» Free-text object descriptions:
Start of Block
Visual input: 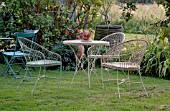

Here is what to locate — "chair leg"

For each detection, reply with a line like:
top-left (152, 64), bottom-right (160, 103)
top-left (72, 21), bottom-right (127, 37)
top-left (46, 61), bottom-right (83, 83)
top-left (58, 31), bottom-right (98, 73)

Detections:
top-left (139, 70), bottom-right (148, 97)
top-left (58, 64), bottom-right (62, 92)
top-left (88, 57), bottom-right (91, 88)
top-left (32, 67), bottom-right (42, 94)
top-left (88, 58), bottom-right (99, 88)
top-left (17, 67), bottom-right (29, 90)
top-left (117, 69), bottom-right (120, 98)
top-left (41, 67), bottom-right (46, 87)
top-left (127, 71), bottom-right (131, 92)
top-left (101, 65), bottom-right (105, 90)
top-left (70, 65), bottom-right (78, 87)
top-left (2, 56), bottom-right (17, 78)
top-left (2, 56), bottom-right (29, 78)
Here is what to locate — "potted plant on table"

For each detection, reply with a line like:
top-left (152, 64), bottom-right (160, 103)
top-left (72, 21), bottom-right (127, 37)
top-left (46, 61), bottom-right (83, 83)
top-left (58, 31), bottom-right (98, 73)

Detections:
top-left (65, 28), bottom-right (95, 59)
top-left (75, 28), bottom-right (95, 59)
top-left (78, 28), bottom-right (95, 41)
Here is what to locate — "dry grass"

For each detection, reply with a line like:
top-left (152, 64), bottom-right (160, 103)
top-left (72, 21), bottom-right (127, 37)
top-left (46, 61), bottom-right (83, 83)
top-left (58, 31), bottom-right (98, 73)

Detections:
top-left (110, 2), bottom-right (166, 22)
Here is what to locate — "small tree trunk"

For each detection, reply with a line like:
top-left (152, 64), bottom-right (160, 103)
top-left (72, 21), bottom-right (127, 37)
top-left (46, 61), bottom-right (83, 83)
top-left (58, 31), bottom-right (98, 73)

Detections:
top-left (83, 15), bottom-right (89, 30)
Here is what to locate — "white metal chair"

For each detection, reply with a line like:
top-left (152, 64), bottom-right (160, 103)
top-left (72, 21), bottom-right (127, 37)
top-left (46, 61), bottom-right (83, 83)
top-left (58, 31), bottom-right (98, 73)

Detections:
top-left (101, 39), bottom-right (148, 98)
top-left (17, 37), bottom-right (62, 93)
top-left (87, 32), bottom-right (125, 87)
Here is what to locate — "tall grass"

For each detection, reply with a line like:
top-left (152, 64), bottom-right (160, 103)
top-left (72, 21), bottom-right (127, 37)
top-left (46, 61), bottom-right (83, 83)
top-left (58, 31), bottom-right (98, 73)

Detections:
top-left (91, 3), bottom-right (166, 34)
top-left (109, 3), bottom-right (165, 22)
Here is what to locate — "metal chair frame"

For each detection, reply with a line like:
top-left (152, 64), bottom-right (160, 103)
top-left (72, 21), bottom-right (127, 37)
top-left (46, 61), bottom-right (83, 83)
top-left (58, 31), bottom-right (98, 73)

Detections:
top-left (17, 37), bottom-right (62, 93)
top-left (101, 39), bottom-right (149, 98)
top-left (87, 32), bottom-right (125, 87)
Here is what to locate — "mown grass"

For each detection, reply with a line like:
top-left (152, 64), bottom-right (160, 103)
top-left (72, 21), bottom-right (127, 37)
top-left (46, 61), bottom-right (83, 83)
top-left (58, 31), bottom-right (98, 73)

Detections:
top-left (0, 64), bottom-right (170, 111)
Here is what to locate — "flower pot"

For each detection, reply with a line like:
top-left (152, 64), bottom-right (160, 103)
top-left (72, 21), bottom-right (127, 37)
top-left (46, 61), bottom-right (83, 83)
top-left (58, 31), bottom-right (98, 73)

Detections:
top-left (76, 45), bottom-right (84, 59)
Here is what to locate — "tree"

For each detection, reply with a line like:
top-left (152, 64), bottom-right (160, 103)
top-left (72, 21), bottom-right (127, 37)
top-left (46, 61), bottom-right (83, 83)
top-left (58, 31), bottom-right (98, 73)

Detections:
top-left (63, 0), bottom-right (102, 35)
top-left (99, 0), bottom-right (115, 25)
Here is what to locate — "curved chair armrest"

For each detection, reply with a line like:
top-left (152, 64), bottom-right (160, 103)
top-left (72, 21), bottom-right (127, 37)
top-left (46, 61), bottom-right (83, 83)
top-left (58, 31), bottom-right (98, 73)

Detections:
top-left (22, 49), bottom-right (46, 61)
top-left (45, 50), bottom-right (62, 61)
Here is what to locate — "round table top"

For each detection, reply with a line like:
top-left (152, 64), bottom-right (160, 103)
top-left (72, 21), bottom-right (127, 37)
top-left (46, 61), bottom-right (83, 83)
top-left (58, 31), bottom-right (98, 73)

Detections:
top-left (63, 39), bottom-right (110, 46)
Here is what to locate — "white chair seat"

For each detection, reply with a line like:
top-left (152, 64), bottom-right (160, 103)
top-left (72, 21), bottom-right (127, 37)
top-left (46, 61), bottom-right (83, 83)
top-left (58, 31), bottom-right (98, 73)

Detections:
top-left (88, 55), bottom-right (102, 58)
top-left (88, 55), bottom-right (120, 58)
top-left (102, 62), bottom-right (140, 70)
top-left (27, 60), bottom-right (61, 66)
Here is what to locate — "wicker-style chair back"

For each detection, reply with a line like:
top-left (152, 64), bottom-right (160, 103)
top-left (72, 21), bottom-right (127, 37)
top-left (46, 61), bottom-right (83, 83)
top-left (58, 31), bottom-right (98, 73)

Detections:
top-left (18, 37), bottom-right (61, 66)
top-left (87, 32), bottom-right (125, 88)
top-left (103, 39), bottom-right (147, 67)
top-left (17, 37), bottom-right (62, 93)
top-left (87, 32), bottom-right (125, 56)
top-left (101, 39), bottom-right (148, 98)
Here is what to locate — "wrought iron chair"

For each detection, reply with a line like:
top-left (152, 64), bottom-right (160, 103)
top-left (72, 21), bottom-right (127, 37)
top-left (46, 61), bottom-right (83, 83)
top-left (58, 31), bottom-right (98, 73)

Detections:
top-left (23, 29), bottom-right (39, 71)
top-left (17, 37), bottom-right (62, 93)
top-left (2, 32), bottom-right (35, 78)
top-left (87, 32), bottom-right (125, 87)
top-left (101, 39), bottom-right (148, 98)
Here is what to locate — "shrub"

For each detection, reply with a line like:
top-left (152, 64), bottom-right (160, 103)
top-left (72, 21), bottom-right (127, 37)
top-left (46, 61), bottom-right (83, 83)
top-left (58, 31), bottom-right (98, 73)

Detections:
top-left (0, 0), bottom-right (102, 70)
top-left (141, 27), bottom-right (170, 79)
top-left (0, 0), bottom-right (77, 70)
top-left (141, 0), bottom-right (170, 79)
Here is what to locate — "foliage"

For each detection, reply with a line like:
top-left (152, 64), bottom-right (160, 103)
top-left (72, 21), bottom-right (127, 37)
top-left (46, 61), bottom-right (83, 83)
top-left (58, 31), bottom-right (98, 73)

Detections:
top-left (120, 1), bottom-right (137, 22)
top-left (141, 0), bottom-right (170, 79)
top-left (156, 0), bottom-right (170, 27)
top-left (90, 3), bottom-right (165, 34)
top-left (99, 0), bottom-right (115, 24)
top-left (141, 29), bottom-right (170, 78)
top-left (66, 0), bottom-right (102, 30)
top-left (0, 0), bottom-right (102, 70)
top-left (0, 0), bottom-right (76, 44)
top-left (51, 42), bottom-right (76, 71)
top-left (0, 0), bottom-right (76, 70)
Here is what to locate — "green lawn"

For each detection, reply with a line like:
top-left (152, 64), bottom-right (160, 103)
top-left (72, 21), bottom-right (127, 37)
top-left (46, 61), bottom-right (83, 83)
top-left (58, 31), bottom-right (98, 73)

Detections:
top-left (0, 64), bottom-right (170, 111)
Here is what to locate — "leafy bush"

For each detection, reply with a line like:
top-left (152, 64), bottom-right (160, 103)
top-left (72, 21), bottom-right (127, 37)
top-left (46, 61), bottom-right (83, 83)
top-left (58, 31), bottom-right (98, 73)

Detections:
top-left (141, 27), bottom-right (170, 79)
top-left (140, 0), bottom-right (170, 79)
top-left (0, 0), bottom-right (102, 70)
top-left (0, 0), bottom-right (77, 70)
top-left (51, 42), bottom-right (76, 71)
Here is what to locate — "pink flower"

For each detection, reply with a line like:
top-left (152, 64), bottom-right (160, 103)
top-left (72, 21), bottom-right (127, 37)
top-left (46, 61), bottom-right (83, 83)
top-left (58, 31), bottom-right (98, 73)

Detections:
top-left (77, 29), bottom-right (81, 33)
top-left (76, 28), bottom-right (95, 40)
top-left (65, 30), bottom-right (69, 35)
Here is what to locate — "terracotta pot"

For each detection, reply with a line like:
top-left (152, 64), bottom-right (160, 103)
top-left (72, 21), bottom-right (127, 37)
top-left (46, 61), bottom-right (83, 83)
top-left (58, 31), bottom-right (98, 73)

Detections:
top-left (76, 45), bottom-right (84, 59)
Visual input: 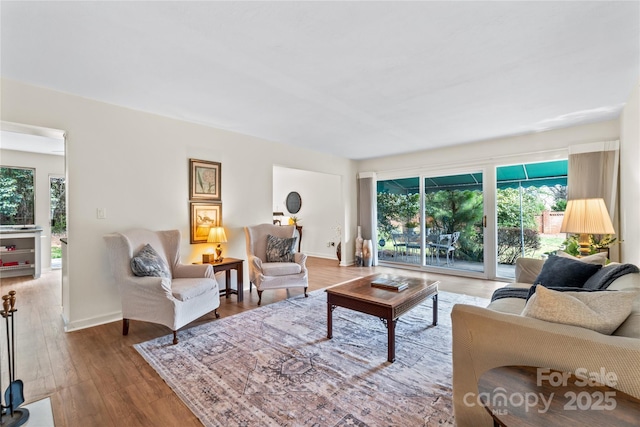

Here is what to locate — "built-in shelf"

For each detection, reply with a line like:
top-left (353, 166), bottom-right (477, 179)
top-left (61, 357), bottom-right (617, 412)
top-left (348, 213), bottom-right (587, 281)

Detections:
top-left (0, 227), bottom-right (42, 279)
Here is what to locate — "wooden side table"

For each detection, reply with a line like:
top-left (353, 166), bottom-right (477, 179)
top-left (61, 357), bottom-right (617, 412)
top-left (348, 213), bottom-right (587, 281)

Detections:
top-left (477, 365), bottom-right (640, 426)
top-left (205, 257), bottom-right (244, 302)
End of Block
Start of Block
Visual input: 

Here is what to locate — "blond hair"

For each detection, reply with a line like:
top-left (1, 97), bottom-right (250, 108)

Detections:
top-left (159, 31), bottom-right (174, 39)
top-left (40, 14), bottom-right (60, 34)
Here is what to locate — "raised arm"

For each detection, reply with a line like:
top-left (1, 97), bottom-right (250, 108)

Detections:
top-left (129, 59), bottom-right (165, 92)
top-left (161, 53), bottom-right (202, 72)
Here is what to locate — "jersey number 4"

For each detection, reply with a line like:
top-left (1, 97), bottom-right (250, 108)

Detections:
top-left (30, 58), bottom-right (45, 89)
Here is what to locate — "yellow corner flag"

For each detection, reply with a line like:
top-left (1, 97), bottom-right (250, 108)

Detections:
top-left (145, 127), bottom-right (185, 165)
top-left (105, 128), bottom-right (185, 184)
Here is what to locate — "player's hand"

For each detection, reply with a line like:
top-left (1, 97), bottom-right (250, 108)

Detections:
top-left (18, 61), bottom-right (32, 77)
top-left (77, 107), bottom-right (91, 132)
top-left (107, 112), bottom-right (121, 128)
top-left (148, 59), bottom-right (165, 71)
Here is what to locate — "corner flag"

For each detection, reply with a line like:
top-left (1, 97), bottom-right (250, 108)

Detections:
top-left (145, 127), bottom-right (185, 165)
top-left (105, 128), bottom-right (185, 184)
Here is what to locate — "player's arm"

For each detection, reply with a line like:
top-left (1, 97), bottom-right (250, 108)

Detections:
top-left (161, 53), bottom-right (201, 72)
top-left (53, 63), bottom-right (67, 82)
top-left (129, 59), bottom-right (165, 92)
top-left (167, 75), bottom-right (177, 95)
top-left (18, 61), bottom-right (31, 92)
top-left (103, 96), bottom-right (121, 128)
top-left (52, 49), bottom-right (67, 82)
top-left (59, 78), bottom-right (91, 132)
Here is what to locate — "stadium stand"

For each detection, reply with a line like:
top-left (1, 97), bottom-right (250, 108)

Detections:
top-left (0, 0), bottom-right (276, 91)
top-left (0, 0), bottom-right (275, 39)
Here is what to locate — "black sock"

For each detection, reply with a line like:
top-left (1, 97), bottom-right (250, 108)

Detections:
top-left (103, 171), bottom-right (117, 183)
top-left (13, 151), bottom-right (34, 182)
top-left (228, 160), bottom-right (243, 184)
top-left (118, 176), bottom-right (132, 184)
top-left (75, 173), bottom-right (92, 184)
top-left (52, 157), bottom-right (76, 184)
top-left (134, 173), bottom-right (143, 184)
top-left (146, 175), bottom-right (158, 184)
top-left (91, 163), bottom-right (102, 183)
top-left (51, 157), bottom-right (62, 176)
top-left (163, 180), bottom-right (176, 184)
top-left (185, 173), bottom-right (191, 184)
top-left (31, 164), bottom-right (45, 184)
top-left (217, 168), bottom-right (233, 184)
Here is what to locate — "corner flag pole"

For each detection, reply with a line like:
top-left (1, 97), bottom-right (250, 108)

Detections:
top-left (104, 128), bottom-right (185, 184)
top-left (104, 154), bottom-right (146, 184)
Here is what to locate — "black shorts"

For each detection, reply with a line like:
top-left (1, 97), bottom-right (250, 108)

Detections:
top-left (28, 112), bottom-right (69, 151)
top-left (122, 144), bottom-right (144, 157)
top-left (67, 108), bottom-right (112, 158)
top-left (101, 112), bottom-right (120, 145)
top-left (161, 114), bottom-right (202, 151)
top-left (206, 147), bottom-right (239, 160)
End of Block
» Task goal: Every line above that carries the string "player" should be copied.

» Solved exercise:
Here is what to locate — "player's hand"
Here is what to locate — "player's arm"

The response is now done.